Cet article est la restitution d’un travail réalisé lors d’un GEP (Groupe d’Echange de Pratiques), animé par Timspirit, qui a réuni des directeurs commerciaux d’ESN majeures en France, sous l’égide de l’AeSCM. Ce GEP a travaillé sur une question simple mais ô combien essentielle: comment améliorer les réponses aux appels d’offre et mieux coller aux demandes implicites des clients ? Nous sommes partis d’un constat : les entreprises qui gagnent les appels d’offres sont souvent celles qui ont su lire à travers les lignes et aller au-delà des éléments formalisés. Nous avons donc choisi d’apprendre de nos erreurs les plus courantes afin de faire évoluer nos pratiques. Voici la synthèse de nos échanges très riches, résumés en 8 points clés.

1. Les enjeux de l’entreprise cliente sur son marché tu considèreras

Premier point clé : replacer l’appel d’offres dans le contexte des enjeux sectoriels de l’entreprise. L’entreprise fait-elle face à une crise interne ou sectorielle ? Est-elle en restructuration ? Part-elle à la conquête de nouveaux marchés ? Est-elle en croissance ? Autant de questions qui permettent de déterminer en quoi l’appel d’offre s’inscrit dans le contexte économique et social de l’entreprise. Au-delà du poncif « agilité vs marché qui s’accélère », il est fondamental de pouvoir faire le lien entre un appel d’offre (et donc une transformation du SI) et les enjeux métiers et stratégiques affirmés, communiqués et publiés.

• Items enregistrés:
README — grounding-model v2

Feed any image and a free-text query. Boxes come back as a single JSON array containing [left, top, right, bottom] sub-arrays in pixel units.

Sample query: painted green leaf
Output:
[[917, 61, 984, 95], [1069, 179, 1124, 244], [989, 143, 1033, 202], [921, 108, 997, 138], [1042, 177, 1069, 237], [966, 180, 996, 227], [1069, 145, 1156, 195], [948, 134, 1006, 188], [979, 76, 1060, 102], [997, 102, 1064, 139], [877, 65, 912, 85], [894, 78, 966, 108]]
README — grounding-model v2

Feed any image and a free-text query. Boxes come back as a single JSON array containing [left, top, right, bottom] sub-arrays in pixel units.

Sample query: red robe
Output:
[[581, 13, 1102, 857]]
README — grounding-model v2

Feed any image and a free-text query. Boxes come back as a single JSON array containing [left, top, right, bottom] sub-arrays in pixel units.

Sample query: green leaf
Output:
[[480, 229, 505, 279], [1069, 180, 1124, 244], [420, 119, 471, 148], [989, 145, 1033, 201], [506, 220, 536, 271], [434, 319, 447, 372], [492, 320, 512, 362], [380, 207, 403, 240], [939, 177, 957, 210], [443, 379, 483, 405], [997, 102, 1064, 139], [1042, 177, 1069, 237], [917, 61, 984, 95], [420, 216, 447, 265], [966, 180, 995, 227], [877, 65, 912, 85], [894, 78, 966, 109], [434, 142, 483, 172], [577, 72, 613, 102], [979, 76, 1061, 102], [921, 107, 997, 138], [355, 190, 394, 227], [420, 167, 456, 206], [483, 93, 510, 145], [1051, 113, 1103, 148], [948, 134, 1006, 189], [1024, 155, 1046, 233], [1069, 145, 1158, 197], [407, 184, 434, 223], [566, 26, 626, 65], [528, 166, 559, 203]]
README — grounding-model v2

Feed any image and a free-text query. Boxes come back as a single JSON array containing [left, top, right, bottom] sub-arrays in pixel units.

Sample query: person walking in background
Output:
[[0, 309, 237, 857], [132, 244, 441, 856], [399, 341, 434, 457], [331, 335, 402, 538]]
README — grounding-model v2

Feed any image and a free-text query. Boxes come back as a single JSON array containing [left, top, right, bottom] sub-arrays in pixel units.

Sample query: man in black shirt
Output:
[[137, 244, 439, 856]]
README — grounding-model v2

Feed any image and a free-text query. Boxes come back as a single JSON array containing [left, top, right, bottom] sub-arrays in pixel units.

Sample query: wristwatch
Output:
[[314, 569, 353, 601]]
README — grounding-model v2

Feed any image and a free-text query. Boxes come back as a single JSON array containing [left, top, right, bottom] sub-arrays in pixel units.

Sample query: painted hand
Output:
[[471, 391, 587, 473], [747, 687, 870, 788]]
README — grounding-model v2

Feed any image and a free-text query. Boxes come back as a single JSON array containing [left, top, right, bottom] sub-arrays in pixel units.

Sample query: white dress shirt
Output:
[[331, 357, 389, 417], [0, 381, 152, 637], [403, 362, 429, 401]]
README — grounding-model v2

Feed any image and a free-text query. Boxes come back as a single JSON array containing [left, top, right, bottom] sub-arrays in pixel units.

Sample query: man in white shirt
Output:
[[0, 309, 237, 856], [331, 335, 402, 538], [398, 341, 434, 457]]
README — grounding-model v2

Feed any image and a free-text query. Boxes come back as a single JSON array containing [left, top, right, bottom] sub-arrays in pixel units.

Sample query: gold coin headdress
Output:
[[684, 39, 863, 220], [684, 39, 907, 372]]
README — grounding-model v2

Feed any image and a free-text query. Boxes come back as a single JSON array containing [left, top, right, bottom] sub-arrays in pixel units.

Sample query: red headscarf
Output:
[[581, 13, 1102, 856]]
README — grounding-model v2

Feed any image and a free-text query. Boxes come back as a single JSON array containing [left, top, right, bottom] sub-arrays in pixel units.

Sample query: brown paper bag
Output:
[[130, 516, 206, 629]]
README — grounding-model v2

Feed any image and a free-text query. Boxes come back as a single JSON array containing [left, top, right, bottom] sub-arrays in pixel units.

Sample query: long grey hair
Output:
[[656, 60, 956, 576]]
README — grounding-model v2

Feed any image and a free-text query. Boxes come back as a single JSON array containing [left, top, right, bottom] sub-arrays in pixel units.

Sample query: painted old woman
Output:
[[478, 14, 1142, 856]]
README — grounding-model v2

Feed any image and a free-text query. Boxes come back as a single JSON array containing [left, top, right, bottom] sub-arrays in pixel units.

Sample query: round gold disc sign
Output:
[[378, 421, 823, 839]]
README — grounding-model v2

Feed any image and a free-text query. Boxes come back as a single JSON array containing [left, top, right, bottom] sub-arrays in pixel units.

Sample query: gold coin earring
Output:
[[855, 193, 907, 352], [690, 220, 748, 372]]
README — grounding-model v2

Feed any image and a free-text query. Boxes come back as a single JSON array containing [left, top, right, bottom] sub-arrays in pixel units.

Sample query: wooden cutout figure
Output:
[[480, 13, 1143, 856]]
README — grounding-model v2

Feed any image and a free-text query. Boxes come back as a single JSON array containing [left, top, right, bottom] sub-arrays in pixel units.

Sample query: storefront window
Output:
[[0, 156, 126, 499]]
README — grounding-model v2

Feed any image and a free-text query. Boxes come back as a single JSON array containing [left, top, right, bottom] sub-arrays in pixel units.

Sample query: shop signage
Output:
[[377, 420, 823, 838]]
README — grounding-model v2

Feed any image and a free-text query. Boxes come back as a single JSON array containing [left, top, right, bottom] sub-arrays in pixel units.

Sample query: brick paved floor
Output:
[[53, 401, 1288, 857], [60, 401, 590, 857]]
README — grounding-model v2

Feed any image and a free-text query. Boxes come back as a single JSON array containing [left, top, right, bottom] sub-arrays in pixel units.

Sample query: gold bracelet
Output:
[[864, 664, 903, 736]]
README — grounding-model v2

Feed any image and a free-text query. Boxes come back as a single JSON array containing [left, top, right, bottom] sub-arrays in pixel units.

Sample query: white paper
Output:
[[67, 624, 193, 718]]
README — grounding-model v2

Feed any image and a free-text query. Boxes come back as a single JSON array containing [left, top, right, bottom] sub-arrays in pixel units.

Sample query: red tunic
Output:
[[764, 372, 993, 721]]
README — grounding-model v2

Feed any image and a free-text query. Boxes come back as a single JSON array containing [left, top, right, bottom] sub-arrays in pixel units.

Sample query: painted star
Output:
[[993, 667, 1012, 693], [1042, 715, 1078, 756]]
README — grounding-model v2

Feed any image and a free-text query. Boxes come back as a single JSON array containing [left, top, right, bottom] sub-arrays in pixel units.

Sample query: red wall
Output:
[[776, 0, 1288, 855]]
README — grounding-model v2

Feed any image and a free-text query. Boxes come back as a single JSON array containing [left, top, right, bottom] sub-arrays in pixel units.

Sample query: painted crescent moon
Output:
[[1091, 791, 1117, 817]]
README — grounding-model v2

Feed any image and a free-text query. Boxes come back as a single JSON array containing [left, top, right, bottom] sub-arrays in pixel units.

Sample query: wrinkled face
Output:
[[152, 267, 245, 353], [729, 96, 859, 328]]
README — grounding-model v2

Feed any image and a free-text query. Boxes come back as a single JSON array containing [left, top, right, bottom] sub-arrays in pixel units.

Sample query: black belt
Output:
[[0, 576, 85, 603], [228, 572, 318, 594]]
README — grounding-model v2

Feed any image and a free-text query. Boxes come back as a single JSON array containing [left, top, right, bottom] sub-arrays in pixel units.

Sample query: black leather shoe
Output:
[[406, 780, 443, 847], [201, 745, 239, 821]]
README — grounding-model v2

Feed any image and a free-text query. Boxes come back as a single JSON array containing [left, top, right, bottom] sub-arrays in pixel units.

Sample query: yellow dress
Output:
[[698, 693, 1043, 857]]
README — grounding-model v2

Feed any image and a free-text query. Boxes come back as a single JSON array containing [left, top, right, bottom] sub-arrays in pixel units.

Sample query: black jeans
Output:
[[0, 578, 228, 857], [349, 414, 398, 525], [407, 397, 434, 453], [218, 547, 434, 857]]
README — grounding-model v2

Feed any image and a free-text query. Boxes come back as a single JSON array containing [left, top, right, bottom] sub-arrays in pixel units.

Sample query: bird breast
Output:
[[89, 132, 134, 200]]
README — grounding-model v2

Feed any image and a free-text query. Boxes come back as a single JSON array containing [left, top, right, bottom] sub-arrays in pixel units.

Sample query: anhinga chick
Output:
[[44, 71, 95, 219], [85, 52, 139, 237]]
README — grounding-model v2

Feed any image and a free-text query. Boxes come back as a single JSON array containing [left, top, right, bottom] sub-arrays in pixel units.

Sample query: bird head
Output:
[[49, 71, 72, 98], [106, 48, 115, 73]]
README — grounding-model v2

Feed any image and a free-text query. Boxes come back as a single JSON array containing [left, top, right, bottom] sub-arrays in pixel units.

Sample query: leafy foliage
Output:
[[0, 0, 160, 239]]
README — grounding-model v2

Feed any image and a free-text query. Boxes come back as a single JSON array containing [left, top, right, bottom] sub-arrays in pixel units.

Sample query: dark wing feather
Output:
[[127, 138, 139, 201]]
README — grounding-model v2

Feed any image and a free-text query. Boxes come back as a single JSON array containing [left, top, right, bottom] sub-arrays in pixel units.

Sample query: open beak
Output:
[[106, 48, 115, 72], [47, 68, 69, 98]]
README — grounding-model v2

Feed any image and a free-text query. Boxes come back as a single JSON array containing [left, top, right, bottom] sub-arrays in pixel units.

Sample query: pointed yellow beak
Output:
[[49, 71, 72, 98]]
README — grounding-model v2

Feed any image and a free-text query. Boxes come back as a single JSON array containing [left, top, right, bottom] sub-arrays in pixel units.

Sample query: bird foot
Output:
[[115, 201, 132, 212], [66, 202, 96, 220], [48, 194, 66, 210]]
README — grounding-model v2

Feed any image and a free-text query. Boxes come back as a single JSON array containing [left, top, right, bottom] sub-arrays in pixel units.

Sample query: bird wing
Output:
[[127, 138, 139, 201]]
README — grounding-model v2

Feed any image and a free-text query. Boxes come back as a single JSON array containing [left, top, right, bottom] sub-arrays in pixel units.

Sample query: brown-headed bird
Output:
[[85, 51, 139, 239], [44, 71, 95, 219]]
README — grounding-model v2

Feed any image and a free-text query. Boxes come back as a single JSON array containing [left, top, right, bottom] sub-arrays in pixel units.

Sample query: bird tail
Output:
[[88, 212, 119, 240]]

• Consigne: Reproduisez le texte sélectionné dans son intégralité, sans y changer quoi que ce soit. Les items ci-dessus n'ont aucun lien avec le texte sélectionné.

• Résultat obtenu:
Cet article est la restitution d’un travail réalisé lors d’un GEP (Groupe d’Echange de Pratiques), animé par Timspirit, qui a réuni des directeurs commerciaux d’ESN majeures en France, sous l’égide de l’AeSCM. Ce GEP a travaillé sur une question simple mais ô combien essentielle: comment améliorer les réponses aux appels d’offre et mieux coller aux demandes implicites des clients ? Nous sommes partis d’un constat : les entreprises qui gagnent les appels d’offres sont souvent celles qui ont su lire à travers les lignes et aller au-delà des éléments formalisés. Nous avons donc choisi d’apprendre de nos erreurs les plus courantes afin de faire évoluer nos pratiques. Voici la synthèse de nos échanges très riches, résumés en 8 points clés.

1. Les enjeux de l’entreprise cliente sur son marché tu considèreras

Premier point clé : replacer l’appel d’offres dans le contexte des enjeux sectoriels de l’entreprise. L’entreprise fait-elle face à une crise interne ou sectorielle ? Est-elle en restructuration ? Part-elle à la conquête de nouveaux marchés ? Est-elle en croissance ? Autant de questions qui permettent de déterminer en quoi l’appel d’offre s’inscrit dans le contexte économique et social de l’entreprise. Au-delà du poncif « agilité vs marché qui s’accélère », il est fondamental de pouvoir faire le lien entre un appel d’offre (et donc une transformation du SI) et les enjeux métiers et stratégiques affirmés, communiqués et publiés.